(Image point annotation records)
▼▼▼

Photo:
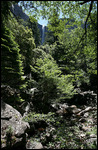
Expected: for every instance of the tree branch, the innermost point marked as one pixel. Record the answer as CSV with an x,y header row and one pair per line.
x,y
83,2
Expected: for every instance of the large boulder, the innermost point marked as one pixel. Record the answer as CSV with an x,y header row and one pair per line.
x,y
33,145
13,128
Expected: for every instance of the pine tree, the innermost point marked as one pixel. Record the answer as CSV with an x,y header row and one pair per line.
x,y
11,64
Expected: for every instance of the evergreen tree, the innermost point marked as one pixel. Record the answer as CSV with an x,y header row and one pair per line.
x,y
11,64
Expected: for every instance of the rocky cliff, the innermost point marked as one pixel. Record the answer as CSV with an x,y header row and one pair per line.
x,y
18,12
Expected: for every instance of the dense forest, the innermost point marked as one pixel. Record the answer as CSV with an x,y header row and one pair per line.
x,y
52,85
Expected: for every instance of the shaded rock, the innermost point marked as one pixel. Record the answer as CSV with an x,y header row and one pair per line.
x,y
91,141
12,126
86,114
93,136
33,145
82,120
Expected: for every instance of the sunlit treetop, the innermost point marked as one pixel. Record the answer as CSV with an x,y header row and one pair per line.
x,y
71,9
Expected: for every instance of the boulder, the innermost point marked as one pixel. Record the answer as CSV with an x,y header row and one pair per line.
x,y
33,145
13,129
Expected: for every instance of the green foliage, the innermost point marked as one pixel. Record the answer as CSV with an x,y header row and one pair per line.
x,y
24,38
52,83
32,23
11,63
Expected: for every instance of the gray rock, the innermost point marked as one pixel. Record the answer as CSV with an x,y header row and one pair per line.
x,y
33,145
93,136
11,123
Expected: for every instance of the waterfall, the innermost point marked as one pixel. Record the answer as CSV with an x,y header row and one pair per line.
x,y
43,31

▲▲▲

= AIM OF THE TASK =
Please retype the material above exactly, from the line containing "Expected: for every instance of the waterfall, the" through the end of the material, including both of those lines.

= ANSWER FOR THIS EXERCISE =
Expected: for every instance of the waterfall, the innermost point marked as one pixel. Record the answer as CSV with an x,y header row and one pair per line.
x,y
43,31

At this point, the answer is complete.